▶ **Given records**
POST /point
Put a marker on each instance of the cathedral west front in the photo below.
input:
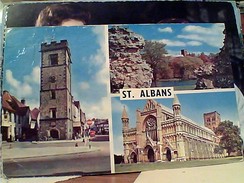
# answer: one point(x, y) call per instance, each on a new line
point(164, 134)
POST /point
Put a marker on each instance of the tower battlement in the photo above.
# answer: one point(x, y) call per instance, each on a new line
point(54, 45)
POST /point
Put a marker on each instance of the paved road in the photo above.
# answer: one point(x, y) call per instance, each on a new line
point(226, 173)
point(96, 160)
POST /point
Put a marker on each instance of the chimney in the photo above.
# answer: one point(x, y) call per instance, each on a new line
point(23, 101)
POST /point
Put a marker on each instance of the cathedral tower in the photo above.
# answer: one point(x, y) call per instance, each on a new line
point(212, 120)
point(55, 91)
point(176, 107)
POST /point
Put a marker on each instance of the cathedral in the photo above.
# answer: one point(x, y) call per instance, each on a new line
point(164, 134)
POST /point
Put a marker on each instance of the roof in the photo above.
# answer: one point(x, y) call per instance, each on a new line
point(176, 100)
point(12, 104)
point(34, 114)
point(124, 113)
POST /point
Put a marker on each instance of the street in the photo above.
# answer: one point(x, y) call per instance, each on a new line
point(78, 162)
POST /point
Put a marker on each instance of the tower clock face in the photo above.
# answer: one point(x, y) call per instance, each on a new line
point(151, 123)
point(52, 79)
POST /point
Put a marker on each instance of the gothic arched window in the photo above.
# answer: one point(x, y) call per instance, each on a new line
point(151, 127)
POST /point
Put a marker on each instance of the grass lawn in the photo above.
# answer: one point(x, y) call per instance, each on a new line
point(119, 168)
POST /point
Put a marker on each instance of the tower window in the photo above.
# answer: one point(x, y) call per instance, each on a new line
point(53, 94)
point(53, 112)
point(53, 59)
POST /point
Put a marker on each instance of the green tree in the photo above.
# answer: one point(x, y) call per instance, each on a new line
point(230, 136)
point(153, 53)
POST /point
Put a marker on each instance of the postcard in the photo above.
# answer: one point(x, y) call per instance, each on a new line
point(117, 87)
point(55, 101)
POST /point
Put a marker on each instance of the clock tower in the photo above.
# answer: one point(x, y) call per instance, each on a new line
point(55, 91)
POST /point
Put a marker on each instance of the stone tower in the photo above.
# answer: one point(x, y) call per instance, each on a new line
point(176, 107)
point(212, 120)
point(55, 91)
point(125, 122)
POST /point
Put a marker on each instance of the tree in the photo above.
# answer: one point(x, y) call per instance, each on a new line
point(230, 136)
point(153, 53)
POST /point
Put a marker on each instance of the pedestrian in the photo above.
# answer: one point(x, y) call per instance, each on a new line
point(63, 14)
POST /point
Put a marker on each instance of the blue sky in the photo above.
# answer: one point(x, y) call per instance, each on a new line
point(89, 64)
point(193, 106)
point(195, 38)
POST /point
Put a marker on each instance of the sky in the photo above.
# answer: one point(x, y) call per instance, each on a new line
point(195, 38)
point(89, 64)
point(193, 106)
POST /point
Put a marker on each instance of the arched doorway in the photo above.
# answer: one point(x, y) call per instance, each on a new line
point(150, 155)
point(168, 154)
point(54, 134)
point(133, 157)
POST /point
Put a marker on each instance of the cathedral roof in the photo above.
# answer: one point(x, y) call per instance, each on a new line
point(124, 113)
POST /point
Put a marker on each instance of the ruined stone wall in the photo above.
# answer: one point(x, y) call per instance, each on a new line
point(127, 68)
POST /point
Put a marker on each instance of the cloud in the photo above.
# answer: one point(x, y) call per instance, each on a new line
point(102, 76)
point(212, 36)
point(194, 43)
point(84, 85)
point(34, 77)
point(21, 89)
point(166, 29)
point(171, 42)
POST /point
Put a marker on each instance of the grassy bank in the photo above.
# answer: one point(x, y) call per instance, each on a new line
point(171, 165)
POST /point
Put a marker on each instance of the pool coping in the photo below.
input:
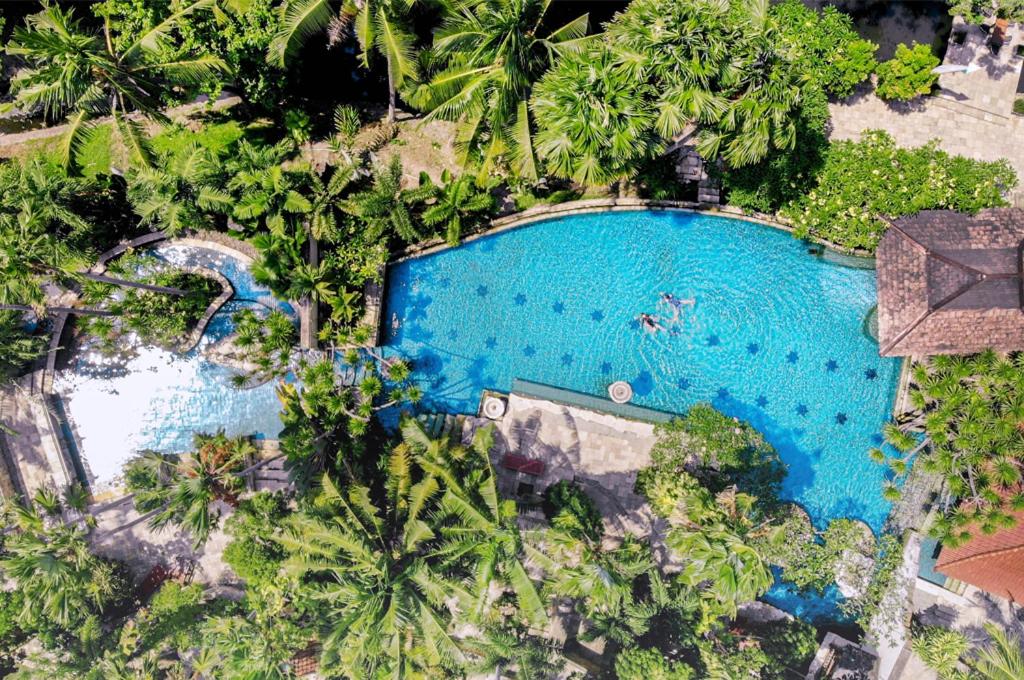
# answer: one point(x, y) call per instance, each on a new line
point(591, 206)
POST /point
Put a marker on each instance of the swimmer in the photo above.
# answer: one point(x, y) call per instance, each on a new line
point(650, 324)
point(677, 304)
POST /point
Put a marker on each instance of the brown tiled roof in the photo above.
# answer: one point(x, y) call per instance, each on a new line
point(950, 283)
point(992, 562)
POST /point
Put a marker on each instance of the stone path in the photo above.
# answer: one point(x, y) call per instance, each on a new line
point(601, 453)
point(971, 116)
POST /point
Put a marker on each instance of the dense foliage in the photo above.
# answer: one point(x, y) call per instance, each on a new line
point(908, 75)
point(966, 427)
point(860, 182)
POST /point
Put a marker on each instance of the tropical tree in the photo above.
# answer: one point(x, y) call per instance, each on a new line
point(186, 490)
point(381, 26)
point(1000, 660)
point(488, 54)
point(965, 426)
point(61, 582)
point(386, 207)
point(595, 123)
point(75, 70)
point(17, 346)
point(458, 201)
point(180, 190)
point(374, 569)
point(499, 648)
point(475, 521)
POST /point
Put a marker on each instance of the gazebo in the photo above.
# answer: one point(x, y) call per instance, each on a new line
point(950, 283)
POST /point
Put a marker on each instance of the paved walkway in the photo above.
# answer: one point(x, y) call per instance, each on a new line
point(601, 453)
point(971, 116)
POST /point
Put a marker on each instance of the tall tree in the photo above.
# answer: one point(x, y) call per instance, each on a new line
point(75, 70)
point(381, 26)
point(489, 53)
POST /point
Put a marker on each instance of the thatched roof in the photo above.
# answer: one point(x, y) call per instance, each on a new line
point(950, 283)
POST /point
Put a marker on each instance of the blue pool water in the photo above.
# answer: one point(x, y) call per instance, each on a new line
point(156, 399)
point(775, 336)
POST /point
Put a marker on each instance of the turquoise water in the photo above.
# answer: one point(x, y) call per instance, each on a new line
point(157, 399)
point(775, 335)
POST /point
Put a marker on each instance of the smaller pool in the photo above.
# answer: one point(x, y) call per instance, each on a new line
point(157, 399)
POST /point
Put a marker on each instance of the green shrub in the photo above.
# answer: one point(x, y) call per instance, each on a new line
point(638, 664)
point(825, 45)
point(908, 74)
point(940, 648)
point(567, 497)
point(862, 180)
point(252, 554)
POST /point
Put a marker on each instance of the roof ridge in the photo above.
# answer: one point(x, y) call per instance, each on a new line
point(987, 553)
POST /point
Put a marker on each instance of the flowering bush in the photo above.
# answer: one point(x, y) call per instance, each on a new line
point(862, 180)
point(908, 74)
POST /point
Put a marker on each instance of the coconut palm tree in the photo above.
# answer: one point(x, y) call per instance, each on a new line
point(386, 207)
point(179, 192)
point(381, 26)
point(60, 580)
point(489, 53)
point(373, 568)
point(595, 123)
point(75, 70)
point(475, 521)
point(17, 347)
point(207, 475)
point(1003, 660)
point(458, 200)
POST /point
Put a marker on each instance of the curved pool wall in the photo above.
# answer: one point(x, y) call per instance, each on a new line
point(156, 398)
point(775, 336)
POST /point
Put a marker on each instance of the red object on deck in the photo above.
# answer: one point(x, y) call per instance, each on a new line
point(523, 464)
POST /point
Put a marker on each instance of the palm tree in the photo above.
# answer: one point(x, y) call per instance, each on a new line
point(374, 570)
point(381, 26)
point(74, 70)
point(207, 475)
point(458, 200)
point(61, 581)
point(179, 190)
point(1003, 660)
point(489, 53)
point(477, 522)
point(498, 648)
point(385, 206)
point(594, 121)
point(17, 347)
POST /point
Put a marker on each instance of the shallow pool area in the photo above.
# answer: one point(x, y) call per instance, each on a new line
point(156, 399)
point(775, 335)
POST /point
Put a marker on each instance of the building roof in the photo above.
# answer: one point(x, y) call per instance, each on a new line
point(950, 283)
point(993, 562)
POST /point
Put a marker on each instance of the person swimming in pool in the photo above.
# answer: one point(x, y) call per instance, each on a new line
point(677, 304)
point(650, 324)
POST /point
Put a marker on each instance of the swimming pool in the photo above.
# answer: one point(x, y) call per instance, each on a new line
point(775, 336)
point(157, 399)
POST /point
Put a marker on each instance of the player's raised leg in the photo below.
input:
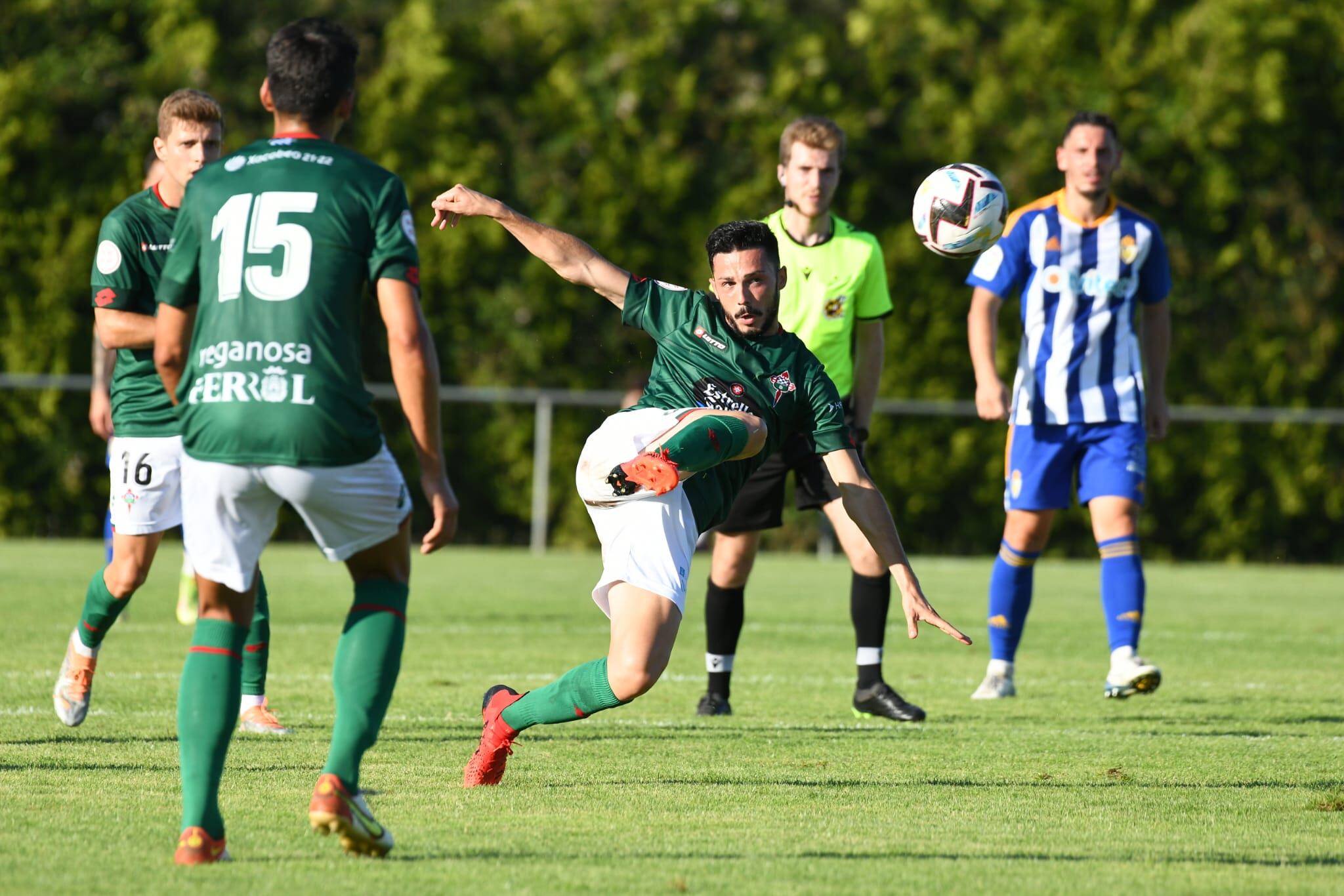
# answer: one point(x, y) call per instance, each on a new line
point(106, 597)
point(644, 628)
point(870, 598)
point(369, 659)
point(701, 439)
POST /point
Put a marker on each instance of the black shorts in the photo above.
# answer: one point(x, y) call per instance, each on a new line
point(760, 504)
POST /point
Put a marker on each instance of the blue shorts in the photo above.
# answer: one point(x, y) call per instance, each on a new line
point(1109, 460)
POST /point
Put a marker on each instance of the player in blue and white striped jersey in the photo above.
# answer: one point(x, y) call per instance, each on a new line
point(1083, 264)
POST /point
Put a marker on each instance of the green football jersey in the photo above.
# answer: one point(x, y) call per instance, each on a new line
point(702, 361)
point(274, 245)
point(830, 287)
point(132, 249)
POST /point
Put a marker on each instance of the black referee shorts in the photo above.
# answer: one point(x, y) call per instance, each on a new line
point(760, 504)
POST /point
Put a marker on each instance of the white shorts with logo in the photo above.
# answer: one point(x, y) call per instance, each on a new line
point(146, 474)
point(230, 511)
point(647, 539)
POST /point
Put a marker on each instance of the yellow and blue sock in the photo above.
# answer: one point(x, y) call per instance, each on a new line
point(1010, 600)
point(1122, 590)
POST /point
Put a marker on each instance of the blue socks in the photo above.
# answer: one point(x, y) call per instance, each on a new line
point(1122, 590)
point(1010, 598)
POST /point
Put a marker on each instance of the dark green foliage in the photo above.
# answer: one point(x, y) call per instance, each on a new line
point(641, 125)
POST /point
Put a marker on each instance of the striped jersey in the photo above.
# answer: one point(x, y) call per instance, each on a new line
point(1081, 287)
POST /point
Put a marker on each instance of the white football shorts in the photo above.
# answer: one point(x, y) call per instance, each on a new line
point(229, 511)
point(146, 476)
point(647, 540)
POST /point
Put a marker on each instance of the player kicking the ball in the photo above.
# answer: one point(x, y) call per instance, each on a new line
point(144, 455)
point(1083, 265)
point(727, 388)
point(270, 257)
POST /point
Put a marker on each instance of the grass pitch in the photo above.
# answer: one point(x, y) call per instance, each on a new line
point(1230, 778)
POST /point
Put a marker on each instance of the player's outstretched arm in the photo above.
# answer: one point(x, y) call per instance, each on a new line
point(415, 375)
point(568, 256)
point(869, 510)
point(173, 342)
point(124, 329)
point(983, 335)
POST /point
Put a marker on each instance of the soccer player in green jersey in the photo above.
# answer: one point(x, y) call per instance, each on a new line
point(100, 419)
point(146, 449)
point(835, 300)
point(729, 387)
point(259, 340)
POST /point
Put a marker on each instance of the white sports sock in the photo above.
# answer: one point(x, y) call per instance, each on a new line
point(81, 649)
point(867, 657)
point(718, 661)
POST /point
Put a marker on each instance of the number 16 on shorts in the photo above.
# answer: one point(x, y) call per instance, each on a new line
point(146, 493)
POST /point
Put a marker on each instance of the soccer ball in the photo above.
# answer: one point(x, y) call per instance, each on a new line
point(960, 210)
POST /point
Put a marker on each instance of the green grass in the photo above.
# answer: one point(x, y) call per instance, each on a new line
point(1230, 778)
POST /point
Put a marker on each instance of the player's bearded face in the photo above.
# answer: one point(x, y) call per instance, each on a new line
point(188, 147)
point(809, 179)
point(747, 285)
point(1089, 159)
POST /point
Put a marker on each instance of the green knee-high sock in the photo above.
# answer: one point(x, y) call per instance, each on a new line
point(576, 695)
point(368, 661)
point(207, 708)
point(101, 610)
point(257, 651)
point(706, 441)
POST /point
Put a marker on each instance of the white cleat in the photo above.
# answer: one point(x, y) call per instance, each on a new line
point(995, 687)
point(74, 685)
point(1132, 675)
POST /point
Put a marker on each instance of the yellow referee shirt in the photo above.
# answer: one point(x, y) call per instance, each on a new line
point(831, 285)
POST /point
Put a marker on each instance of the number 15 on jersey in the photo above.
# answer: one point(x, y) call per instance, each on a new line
point(264, 235)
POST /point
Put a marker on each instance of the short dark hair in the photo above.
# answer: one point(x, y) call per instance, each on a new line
point(742, 234)
point(1096, 119)
point(311, 68)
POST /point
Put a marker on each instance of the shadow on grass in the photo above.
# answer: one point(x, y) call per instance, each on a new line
point(492, 855)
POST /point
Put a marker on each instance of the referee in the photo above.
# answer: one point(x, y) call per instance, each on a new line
point(835, 300)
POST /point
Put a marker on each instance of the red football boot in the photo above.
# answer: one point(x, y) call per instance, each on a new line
point(198, 848)
point(654, 472)
point(487, 764)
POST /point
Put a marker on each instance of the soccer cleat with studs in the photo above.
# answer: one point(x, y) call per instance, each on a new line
point(261, 720)
point(714, 704)
point(335, 810)
point(1132, 676)
point(198, 848)
point(882, 702)
point(654, 472)
point(486, 767)
point(74, 685)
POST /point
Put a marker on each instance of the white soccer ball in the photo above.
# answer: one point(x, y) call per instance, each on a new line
point(960, 210)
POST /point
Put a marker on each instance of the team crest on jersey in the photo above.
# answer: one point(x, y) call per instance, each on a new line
point(782, 386)
point(1128, 249)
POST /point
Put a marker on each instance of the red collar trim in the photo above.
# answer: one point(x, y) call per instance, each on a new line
point(160, 198)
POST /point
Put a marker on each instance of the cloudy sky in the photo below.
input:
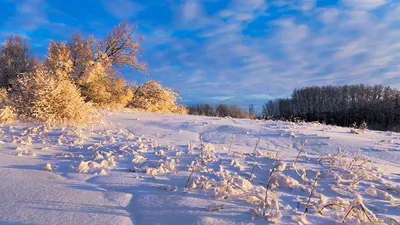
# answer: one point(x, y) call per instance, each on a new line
point(232, 51)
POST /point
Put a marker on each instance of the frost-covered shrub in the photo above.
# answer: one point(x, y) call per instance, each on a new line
point(49, 95)
point(152, 97)
point(7, 115)
point(101, 87)
point(364, 126)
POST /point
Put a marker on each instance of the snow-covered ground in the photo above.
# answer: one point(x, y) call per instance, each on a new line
point(148, 168)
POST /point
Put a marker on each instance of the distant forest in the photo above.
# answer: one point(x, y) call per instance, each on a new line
point(377, 105)
point(221, 110)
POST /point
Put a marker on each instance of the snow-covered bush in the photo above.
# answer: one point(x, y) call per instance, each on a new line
point(7, 113)
point(102, 87)
point(48, 94)
point(152, 97)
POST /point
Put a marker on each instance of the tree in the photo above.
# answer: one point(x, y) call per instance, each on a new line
point(96, 64)
point(48, 94)
point(340, 105)
point(251, 109)
point(152, 97)
point(15, 60)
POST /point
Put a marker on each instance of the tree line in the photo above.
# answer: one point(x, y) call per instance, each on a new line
point(221, 110)
point(377, 105)
point(77, 76)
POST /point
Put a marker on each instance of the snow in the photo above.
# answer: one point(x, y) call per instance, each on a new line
point(150, 168)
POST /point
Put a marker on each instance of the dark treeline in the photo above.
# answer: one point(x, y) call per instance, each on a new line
point(377, 105)
point(221, 110)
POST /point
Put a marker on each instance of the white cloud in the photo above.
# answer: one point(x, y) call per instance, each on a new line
point(122, 9)
point(329, 15)
point(364, 4)
point(191, 10)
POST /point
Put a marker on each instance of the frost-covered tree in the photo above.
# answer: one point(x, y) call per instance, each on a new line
point(15, 60)
point(96, 64)
point(152, 97)
point(48, 94)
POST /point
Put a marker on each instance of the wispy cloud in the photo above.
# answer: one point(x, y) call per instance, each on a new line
point(122, 9)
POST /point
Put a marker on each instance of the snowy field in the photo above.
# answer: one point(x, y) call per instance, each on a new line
point(147, 168)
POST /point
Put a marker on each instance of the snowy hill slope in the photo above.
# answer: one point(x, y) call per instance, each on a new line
point(148, 168)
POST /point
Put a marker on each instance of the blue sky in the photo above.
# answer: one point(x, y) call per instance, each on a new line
point(232, 51)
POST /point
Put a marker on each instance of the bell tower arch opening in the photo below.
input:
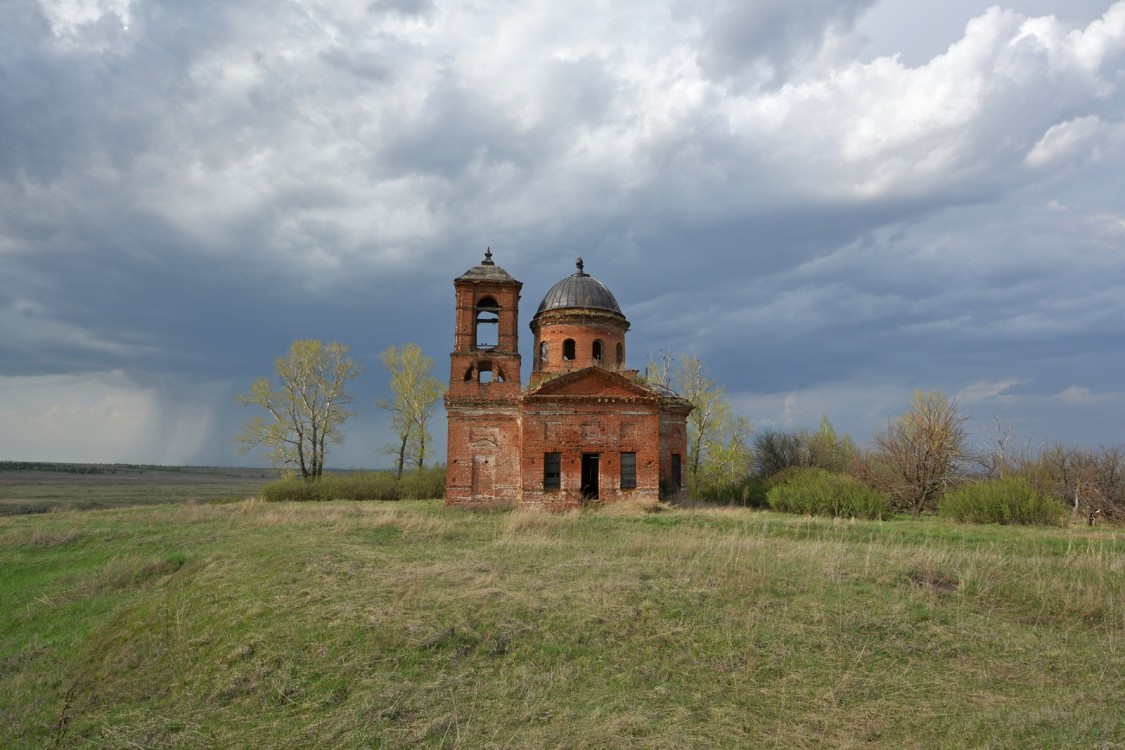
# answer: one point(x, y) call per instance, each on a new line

▶ **To do**
Filter the entries above and list every line that contains the string "water", copying each line in full.

▶ **Written answer**
Put a marker on each instance of the blue pool water in the photo above.
Put a marker on each instance of the turquoise water in the photo above.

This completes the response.